• _Instruction 1_: Copy the entries word for word. Start with the line that contains "In this exercise you will identify every instance of the church" and continue through the last entry, keeping both the first and last lines.

• _Text segment_:

9
Wearable Timing Bracer by Mike Hord

In this project, you’ll make a glowing wrist timer that’s perfect for a LARP costume.

I have a lot of friends who participate in live action roleplaying (LARP) games. As a concept it’s similar to tabletop roleplaying, except there are no turns, there’s no dice, and everything happening around you has a component of reality to it.

One of the elements of the game is timed effects; for instance, a spell may put you to sleep for 10 minutes, pin you in place for 1 minute, or make you laugh uncontrollably for 5 minutes. Since the game takes place in a fantasy wonderland, using a wristwatch to time an effect is an anachronism that detracts from the sense of the game. Players need a way to keep time that’s aesthetically unobtrusive. To address this, in this project we’ll build a bracer (or wristguard) with mystical glowing gems that also tells you how much longer an effect will last. As a bonus, we’ll make it connectable to your smartphone, so you can set the timer duration without reprogramming the project!

• _Record excerpts_:

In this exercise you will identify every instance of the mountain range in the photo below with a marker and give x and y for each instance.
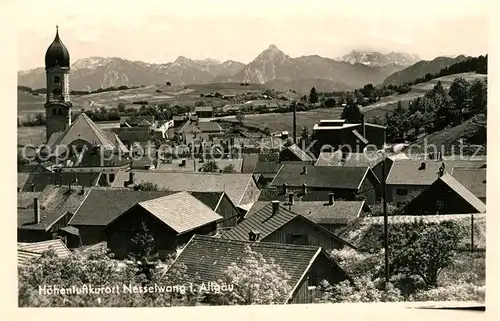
(272, 68)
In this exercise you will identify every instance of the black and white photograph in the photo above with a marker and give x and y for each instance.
(219, 153)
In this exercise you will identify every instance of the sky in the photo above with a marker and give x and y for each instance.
(160, 31)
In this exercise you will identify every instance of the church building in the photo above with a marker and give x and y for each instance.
(63, 135)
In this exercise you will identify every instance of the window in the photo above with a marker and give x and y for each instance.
(401, 191)
(298, 239)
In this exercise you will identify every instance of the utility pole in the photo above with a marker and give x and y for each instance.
(386, 228)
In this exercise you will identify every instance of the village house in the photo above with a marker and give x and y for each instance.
(171, 219)
(474, 179)
(331, 214)
(204, 111)
(307, 266)
(240, 188)
(353, 137)
(294, 153)
(347, 183)
(275, 223)
(28, 251)
(408, 178)
(445, 196)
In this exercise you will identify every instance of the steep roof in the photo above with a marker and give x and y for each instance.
(40, 247)
(103, 205)
(321, 176)
(352, 159)
(209, 257)
(341, 212)
(461, 190)
(235, 185)
(266, 223)
(180, 211)
(249, 163)
(409, 172)
(302, 155)
(83, 128)
(473, 179)
(43, 179)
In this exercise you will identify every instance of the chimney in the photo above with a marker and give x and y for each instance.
(331, 198)
(36, 207)
(285, 188)
(363, 127)
(294, 123)
(276, 207)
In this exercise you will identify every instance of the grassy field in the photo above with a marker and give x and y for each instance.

• _Instruction 2_: Rewrite the part of the bracer project text that opens with the words containing "One of the elements" and closes with "reprogramming the project!", swapping "wristwatch" for "pocket watch".

• _Output 1_:
In this exercise you will identify every instance of the church building in the photo above with a marker and give x and y for each instance.
(63, 135)
In this exercise you will identify every instance of the window in the photo above with a marker and give x and y for each instance.
(401, 191)
(298, 239)
In this exercise you will identify every instance of the utility pole in the photo above with a marker and give x and y for each instance.
(386, 228)
In this exercise you will identify every instance of the village house in the photo above with a marker and give x and y for each instance.
(171, 219)
(474, 179)
(331, 214)
(204, 111)
(307, 266)
(240, 188)
(353, 137)
(294, 153)
(347, 183)
(275, 223)
(28, 251)
(408, 178)
(445, 196)
In this exercise you will identify every instance of the steep roof in the photo above with a marker and give x and y for each instance.
(40, 247)
(103, 205)
(321, 176)
(352, 159)
(209, 257)
(341, 212)
(461, 190)
(235, 185)
(266, 223)
(180, 211)
(249, 163)
(409, 172)
(302, 155)
(83, 128)
(473, 179)
(43, 179)
In this exercise you will identify every instance of the chimney in the photo above with a marker and give x and y for each instance.
(331, 198)
(36, 207)
(285, 188)
(363, 127)
(294, 123)
(276, 207)
In this exercise you will identify every instance of the grassy field in the photo above with a marker and give x and y for each instance.

• _Output 2_:
One of the elements of the game is timed effects; for instance, a spell may put you to sleep for 10 minutes, pin you in place for 1 minute, or make you laugh uncontrollably for 5 minutes. Since the game takes place in a fantasy wonderland, using a pocket watch to time an effect is an anachronism that detracts from the sense of the game. Players need a way to keep time that’s aesthetically unobtrusive. To address this, in this project we’ll build a bracer (or wristguard) with mystical glowing gems that also tells you how much longer an effect will last. As a bonus, we’ll make it connectable to your smartphone, so you can set the timer duration without reprogramming the project!